▶ [Direction]
Nothing before the line containing "Indicate every instance of the refrigerator freezer" belongs in the answer; quote that line and all lines after it through the end of the material, word for word.

****

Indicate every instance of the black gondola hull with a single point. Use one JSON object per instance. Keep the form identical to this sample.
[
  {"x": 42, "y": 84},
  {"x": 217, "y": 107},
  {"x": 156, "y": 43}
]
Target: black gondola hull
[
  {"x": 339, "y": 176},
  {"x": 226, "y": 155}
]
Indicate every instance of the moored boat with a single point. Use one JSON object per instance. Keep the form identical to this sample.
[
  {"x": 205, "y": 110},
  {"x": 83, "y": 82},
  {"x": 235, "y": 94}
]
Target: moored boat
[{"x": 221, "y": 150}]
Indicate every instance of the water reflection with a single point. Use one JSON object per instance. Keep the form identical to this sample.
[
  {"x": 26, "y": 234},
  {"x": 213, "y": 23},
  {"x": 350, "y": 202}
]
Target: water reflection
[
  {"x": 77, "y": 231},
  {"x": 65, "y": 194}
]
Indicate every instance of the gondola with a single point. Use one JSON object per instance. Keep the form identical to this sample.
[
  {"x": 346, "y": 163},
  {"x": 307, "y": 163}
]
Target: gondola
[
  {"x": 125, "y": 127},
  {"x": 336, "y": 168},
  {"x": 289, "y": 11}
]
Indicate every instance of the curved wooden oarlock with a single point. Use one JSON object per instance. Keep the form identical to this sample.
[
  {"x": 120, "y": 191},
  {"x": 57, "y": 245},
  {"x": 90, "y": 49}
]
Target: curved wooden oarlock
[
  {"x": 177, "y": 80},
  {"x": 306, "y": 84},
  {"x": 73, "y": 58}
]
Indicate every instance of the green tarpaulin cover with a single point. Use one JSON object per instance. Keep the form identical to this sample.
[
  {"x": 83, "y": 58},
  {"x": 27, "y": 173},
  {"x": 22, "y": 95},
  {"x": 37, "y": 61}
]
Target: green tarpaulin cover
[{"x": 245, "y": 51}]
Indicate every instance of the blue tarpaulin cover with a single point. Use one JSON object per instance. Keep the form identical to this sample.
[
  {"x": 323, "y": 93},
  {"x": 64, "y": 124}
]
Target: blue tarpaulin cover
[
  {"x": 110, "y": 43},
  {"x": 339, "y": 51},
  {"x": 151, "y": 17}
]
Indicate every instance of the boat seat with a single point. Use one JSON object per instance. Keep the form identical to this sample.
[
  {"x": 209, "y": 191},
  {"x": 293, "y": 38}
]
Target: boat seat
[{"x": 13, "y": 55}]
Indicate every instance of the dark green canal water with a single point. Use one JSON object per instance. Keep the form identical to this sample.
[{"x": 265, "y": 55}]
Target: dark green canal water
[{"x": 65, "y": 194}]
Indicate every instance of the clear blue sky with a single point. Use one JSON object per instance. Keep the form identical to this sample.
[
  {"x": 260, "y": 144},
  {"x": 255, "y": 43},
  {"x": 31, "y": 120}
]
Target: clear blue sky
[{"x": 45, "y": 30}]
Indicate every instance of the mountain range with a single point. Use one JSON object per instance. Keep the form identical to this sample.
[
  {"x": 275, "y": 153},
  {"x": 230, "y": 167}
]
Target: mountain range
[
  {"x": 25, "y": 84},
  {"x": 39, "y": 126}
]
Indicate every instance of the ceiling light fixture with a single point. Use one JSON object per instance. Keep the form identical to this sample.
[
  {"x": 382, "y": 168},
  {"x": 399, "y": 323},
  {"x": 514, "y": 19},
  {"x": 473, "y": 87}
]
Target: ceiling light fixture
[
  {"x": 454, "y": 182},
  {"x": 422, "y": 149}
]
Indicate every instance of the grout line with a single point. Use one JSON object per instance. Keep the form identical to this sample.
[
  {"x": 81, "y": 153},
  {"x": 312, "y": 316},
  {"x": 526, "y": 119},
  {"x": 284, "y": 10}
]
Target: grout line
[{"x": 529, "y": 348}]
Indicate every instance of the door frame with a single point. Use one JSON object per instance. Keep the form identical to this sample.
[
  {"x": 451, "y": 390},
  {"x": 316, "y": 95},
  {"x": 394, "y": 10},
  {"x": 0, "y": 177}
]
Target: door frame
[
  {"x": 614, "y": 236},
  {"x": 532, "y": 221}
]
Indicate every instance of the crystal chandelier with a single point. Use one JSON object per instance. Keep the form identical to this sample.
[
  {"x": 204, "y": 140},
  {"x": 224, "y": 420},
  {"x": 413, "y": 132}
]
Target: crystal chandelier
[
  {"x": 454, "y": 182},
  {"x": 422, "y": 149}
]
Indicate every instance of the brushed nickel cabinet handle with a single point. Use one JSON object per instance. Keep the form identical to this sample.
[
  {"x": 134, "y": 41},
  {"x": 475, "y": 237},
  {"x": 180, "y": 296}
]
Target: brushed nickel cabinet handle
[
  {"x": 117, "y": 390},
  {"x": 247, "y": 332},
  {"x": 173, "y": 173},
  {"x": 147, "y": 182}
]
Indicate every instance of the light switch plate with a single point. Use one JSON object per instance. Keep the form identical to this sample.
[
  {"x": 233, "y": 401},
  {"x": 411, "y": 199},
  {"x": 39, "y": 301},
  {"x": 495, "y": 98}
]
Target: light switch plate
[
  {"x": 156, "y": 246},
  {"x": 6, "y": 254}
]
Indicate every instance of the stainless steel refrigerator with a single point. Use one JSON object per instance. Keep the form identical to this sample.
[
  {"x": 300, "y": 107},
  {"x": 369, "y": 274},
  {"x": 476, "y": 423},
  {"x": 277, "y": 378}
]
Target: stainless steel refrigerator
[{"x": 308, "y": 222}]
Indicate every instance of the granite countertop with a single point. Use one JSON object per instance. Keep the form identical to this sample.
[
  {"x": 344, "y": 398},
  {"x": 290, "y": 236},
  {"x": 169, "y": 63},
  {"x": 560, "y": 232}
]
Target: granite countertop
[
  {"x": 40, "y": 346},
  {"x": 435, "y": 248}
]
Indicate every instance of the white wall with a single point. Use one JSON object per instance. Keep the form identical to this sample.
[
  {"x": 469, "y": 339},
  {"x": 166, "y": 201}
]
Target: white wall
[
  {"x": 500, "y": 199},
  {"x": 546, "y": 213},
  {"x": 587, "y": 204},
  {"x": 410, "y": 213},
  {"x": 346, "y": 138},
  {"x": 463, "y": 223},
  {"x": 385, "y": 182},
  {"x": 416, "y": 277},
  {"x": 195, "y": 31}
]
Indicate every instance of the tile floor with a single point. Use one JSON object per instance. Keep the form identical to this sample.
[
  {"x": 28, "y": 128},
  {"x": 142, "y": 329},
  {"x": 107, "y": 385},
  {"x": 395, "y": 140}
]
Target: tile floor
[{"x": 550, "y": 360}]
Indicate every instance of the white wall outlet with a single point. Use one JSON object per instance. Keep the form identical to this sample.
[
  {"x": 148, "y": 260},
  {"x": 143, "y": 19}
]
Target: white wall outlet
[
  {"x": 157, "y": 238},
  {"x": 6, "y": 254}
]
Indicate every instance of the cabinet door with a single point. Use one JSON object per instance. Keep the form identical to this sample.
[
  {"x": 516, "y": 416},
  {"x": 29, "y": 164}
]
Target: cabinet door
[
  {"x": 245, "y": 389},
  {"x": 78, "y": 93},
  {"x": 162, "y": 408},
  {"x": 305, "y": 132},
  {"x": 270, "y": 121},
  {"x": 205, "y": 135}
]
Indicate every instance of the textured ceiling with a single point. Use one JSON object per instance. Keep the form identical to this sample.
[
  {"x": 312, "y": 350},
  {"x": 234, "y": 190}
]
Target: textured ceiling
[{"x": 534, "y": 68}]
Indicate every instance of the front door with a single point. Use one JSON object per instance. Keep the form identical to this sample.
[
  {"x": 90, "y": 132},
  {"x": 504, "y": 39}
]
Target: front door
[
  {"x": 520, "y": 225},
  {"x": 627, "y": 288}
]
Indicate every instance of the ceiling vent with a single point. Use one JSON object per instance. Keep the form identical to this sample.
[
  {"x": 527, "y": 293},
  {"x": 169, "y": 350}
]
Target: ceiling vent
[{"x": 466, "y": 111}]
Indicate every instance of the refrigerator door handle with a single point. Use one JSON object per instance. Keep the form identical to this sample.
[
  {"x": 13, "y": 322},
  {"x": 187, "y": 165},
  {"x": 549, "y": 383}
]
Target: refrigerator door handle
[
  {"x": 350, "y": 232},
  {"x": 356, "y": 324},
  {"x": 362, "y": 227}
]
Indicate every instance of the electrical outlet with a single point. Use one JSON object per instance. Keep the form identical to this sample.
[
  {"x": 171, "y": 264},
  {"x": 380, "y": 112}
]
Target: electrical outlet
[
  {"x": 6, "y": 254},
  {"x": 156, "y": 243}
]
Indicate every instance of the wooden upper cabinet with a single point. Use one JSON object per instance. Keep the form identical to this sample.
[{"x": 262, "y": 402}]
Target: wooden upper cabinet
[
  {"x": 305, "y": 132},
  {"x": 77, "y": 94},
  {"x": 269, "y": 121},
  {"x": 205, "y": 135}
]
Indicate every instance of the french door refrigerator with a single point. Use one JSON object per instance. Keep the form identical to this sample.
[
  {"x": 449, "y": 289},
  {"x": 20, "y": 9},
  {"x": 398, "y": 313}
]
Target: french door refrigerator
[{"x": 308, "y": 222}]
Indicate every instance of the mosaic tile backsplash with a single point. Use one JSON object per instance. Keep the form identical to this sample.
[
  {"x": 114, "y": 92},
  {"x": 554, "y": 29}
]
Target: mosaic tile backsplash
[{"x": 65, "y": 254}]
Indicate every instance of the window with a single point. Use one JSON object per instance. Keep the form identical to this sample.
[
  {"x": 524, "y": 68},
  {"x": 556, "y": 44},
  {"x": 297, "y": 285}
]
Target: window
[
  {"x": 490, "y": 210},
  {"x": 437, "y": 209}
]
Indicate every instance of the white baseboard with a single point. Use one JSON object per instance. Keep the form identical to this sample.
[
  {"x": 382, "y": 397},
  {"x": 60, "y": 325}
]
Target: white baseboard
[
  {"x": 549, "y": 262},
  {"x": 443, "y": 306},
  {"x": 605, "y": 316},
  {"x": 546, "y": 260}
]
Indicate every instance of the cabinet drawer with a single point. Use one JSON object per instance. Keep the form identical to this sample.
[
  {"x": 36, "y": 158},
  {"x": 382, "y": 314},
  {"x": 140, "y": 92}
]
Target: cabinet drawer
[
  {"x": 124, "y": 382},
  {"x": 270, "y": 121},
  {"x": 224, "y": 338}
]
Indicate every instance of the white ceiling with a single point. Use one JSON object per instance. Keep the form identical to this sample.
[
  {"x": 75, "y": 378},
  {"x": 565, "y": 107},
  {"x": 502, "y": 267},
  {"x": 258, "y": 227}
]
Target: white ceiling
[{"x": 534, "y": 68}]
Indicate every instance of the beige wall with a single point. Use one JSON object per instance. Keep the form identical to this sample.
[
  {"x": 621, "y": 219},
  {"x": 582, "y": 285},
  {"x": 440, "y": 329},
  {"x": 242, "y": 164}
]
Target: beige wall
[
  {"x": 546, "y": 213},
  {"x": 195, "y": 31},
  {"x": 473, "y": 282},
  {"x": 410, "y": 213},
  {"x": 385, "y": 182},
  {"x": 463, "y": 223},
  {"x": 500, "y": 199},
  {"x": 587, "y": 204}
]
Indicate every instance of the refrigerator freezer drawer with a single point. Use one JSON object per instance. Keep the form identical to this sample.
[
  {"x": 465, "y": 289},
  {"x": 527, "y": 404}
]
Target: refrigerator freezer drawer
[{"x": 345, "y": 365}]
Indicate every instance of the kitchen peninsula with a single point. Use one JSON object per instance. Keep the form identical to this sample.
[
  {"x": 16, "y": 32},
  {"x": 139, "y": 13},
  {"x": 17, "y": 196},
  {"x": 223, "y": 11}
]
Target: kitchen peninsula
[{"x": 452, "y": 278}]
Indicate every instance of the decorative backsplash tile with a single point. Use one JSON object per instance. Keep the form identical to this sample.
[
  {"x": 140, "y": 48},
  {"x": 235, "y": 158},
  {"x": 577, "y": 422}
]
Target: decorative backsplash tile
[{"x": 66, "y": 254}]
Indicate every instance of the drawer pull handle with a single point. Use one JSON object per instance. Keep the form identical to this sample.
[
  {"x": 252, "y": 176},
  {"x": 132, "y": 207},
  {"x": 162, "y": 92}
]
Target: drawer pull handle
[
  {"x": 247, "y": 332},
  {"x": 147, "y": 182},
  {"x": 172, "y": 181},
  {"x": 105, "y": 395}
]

****

▶ [Result of this task]
Indicate every instance of the refrigerator freezer drawer with a single point. Use one JSON object per instance. Keep the form identical to this sample.
[
  {"x": 465, "y": 289},
  {"x": 527, "y": 404}
]
Target: refrigerator freezer drawer
[{"x": 345, "y": 365}]
Indicate every instance of the kitchen peninsula with a single point. Use one JSON object per instance. Keep the form identical to this sample.
[
  {"x": 16, "y": 32},
  {"x": 139, "y": 13},
  {"x": 17, "y": 196},
  {"x": 223, "y": 11}
]
Target: kitchen peninsula
[{"x": 452, "y": 278}]
Indicate every instance of the decorative backsplash tile with a single point. Use one JSON object per instance. Keep the form identical to this sample.
[
  {"x": 140, "y": 48},
  {"x": 235, "y": 158},
  {"x": 577, "y": 422}
]
Target: decorative backsplash tile
[{"x": 66, "y": 254}]
Indicate every instance of the drawer pull handle with a single point. Use one JSON object per instance. Keep the form identical to this sample.
[
  {"x": 252, "y": 176},
  {"x": 132, "y": 207},
  {"x": 162, "y": 92}
]
Target: drawer pull handle
[
  {"x": 247, "y": 332},
  {"x": 147, "y": 182},
  {"x": 172, "y": 181},
  {"x": 105, "y": 395}
]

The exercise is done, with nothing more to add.